---------- Reading passage
Bloody hell this is horrendous! He is abusive and you need to leave. Surprised at the first couple of replies suggesting you can talk it through... this is way too awful for a 'conversation'

Latte75 · 23/02/2019 02:28

www.womensaid.org.uk/the-survivors-handbook/what-is-a-refuge-and-how-can-i-stay-in-one/

Having now read all of the above thread it sounds like the most important thing is to get yourself and your child into a safe situation. None of this is your or your child's fault and you deserve much better than this. Maybe calling women's aid would be a good start if you can?

AnotherEmma · 23/02/2019 07:00

Please call the Women's Aid / Refuge helpline on tel:08082000247. You could also look up your local Women's Aid and call them directly.

Your options for leaving immediately are either a refuge or applying to the council as homeless. If you are not yet ready to leave you could still apply for social housing, this will get you on the register. But you won't be high priority until you decide to end the relationship and leave.

Ideally you should report the abuse to the police. This will mean that you have evidence which you can use to help you get housing and also if you need to go to court to sort out child arrangements further down the line. Police might feel like a big step so if you're not sure you could ask Women's Aid for advice and support in deciding what to do.

Money-wise, after you leave you will be entitled to child maintenance and maybe benefits (depending on your income). There is child maintenance calculator on the cmoptions website and there are various benefits calculators (eg entitledto.co.uk) or you could ask Citizens Advice.

I really hope that you leave soon or start getting support and getting your ducks in a row so that you can. This is no way to live.

Flowers
Snowoctopus · 23/02/2019 08:05

Thank you so much! This is all really helpful.
--------------------
---------- Supplied entries
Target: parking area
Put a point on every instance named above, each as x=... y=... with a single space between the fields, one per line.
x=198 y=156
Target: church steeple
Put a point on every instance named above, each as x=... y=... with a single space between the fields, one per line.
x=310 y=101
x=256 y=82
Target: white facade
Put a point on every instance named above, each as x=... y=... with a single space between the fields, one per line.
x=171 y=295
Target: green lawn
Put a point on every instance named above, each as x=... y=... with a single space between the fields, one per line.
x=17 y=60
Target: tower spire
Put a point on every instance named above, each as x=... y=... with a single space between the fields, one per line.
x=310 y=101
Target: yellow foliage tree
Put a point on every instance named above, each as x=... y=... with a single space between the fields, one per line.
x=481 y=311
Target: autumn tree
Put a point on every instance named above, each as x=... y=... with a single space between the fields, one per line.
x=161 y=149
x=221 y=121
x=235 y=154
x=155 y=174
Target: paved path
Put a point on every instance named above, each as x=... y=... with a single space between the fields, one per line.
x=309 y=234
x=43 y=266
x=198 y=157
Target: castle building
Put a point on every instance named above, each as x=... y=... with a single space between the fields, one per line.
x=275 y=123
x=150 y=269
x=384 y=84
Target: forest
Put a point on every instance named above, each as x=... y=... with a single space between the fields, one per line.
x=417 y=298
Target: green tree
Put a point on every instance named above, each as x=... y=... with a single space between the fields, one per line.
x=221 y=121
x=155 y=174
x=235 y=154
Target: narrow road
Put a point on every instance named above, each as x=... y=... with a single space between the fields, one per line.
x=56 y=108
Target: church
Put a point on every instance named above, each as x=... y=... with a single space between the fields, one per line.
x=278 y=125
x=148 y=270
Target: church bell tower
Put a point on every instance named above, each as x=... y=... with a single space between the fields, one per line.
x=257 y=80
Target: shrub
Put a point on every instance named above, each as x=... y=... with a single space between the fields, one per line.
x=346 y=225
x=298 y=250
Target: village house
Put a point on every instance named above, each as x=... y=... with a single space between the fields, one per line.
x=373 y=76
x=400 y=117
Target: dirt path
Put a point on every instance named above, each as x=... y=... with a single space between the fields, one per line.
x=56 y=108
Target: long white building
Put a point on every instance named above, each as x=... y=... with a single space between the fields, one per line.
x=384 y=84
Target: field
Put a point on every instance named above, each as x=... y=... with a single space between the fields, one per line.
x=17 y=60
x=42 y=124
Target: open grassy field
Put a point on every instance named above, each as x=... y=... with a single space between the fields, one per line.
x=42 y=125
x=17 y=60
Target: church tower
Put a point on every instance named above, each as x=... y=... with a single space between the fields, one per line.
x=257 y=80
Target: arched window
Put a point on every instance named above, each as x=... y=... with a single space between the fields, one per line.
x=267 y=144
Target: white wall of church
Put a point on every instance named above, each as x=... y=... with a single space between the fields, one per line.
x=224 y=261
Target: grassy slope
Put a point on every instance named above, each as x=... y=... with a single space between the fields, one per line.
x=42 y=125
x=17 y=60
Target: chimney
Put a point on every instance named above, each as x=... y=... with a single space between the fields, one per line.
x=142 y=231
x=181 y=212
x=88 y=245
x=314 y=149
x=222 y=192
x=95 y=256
--------------------
— Requirements —
1) Repeat the passage of the forum thread that opens with the words containing "Ideally you should" and closes with "way to live.".
2) Locate each line in the rows that includes the word "grassy", and copy every such line.

— Solutions to each task —
1)
Ideally you should report the abuse to the police. This will mean that you have evidence which you can use to help you get housing and also if you need to go to court to sort out child arrangements further down the line. Police might feel like a big step so if you're not sure you could ask Women's Aid for advice and support in deciding what to do.

Money-wise, after you leave you will be entitled to child maintenance and maybe benefits (depending on your income). There is child maintenance calculator on the cmoptions website and there are various benefits calculators (eg entitledto.co.uk) or you could ask Citizens Advice.

I really hope that you leave soon or start getting support and getting your ducks in a row so that you can. This is no way to live.

2)
Target: open grassy field
Target: grassy slope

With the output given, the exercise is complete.